--- Start of DOCUMENT ---

While assisting two old ladies from the local work service to weed the garden on a recent cool and cloudy day, one of them looked up and said, “It’s raining” (ame). I myself had felt only one tiny drop on my hand.


Scrolling through my YouTube feed yesterday, I came across Tan France of Queer Eye, an Indian by birth, talking about how he felt pressured to do “skin lightening” treatments in his youth.


What do these two things have in common? Read on; I’m going to try to connect them.


Let’s consider the second one first. It seems to be universal in societies around the world that lighter skin is “better” than darker skin, if you have the means to change it. All kinds of makeup, bleach, tinting, cover-up clothing, etc. are used to achieve this. In Japan, farmwives cover themselves almost completely when going out to the fields, because they don’t want to have darker skin due to suntan. They wear long sleeves and long pants, hats, towels, masks, gloves, etc. Only a very small slit for their eyes shows that there is a live human being in there. And it is well known that high-class traditional makeup in Japan is chalk-white. I myself had to be painted white on hands, nape, and face with a paintbrush when I got married in traditional dress! My “ordinary” European whiteness wasn’t white enough, it seemed.

--- End of DOCUMENT ---

SET EXERCISE A
Lay out the entries as a numbered list, starting at the line that contains "Can you find the green" and continuing through the final line of the entries, omitting any blank lines.
The essay above and the entries that follow are unrelated to each other.

--- Start of DATA TO PROCESS ---

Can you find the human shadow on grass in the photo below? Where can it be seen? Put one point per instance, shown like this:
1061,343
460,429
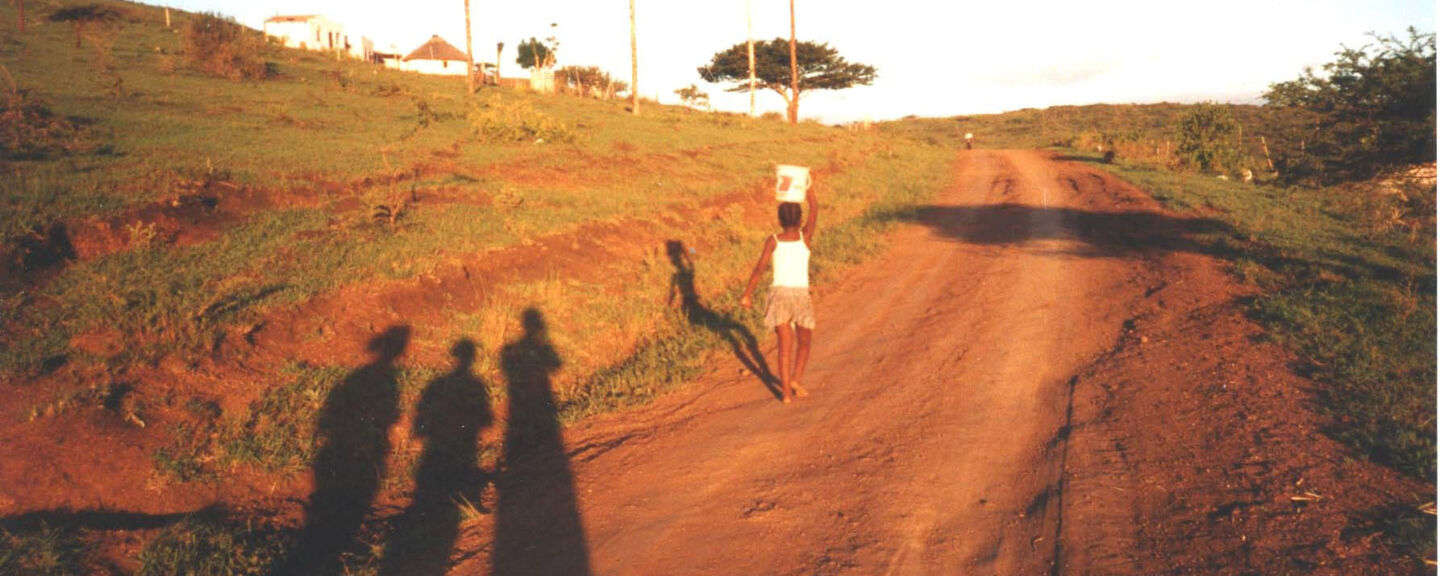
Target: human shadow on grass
537,517
451,414
349,465
736,334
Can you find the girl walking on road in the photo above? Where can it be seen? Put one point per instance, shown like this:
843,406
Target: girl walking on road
788,308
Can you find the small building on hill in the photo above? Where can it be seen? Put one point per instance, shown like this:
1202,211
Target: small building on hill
435,56
313,32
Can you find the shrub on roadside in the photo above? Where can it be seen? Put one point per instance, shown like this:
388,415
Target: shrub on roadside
1373,110
221,46
1206,138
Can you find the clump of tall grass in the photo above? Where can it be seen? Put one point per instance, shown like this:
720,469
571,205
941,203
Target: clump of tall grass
514,121
221,46
29,130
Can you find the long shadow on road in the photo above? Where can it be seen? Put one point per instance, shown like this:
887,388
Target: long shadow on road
738,336
451,414
354,445
537,519
1099,234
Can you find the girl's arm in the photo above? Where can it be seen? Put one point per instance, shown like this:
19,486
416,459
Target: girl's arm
759,268
810,219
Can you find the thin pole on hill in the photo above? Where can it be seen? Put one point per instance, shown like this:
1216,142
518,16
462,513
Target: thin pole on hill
470,55
634,66
795,74
749,41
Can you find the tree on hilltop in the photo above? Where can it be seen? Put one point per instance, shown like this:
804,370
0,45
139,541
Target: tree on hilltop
534,54
1371,110
820,68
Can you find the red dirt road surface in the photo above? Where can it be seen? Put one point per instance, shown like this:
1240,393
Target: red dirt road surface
964,419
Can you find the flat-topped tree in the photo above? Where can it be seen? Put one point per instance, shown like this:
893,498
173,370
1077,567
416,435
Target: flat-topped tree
820,68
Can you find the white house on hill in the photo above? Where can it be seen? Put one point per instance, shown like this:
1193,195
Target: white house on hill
311,32
435,56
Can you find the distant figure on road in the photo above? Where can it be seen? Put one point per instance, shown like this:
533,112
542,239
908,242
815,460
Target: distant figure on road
788,307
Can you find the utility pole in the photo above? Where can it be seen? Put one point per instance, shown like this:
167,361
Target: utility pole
795,74
634,66
749,39
470,55
500,46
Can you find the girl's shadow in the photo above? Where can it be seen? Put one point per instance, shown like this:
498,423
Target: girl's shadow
742,342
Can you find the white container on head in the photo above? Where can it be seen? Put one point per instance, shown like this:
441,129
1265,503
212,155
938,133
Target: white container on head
791,183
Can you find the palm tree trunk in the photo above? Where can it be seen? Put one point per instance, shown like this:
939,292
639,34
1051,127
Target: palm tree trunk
470,55
795,75
634,66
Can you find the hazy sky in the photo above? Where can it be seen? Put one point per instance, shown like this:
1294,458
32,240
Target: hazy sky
933,58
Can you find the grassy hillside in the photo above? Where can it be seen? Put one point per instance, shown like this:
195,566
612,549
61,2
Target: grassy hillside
199,262
323,147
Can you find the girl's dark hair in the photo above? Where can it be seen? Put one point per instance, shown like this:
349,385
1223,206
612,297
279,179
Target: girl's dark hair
789,213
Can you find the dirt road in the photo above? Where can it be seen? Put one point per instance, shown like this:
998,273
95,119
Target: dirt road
935,435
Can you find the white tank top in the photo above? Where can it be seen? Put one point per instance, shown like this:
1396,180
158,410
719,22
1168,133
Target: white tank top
791,262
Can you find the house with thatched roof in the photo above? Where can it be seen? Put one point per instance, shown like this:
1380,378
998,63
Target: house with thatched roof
435,56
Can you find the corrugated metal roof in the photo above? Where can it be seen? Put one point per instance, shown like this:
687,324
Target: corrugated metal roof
301,18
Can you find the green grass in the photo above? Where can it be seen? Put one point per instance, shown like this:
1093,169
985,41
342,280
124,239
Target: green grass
46,552
210,545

--- End of DATA TO PROCESS ---

SET EXERCISE B
According to the essay on skin lightening, why do farmwives in Japan cover themselves almost completely when going out to the fields?

PROBLEM SOLUTION A
1. Can you find the green grass in the photo above? Where can it be seen? Put one point per instance, shown like this:
2. 1093,169
3. 985,41
4. 342,280
5. 124,239
6. Target: green grass
7. 46,552
8. 210,545

PROBLEM SOLUTION B
They cover themselves almost completely because they do not want their skin to become darker from suntan.